= Task to carry out =
Could you write out the records again with each "bare tree trunk" swapped for "leafless tree trunk", changing nothing else and leaving out the pictures?

= Data lines =
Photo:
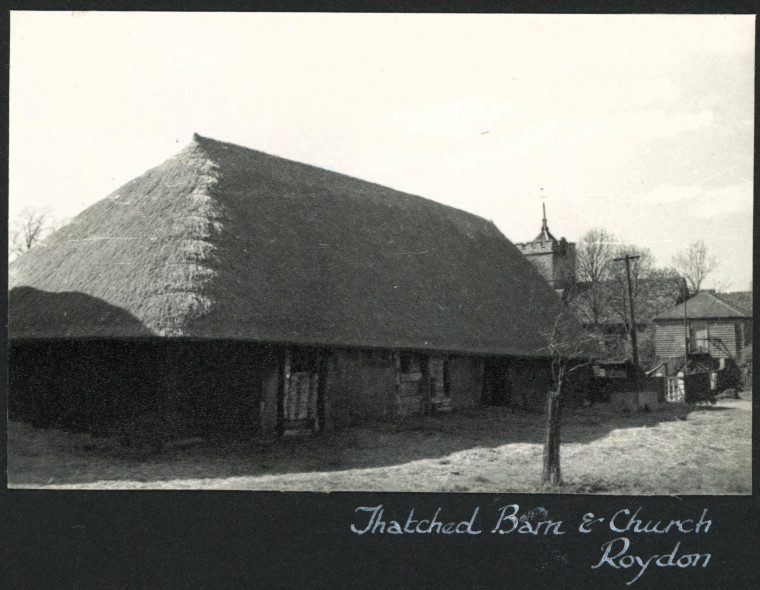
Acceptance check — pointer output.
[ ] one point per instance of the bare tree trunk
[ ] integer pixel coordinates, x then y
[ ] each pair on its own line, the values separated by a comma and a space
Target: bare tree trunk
552, 474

= Result of this task =
Photo:
Acceptance check — pointer output.
[ ] one point per instance of the leafless tree trunk
[ ] integer pixel coordinates, x then y
[ ] each pair on its own line, the values separated by a comma and a space
Target: leafless tree trunk
552, 474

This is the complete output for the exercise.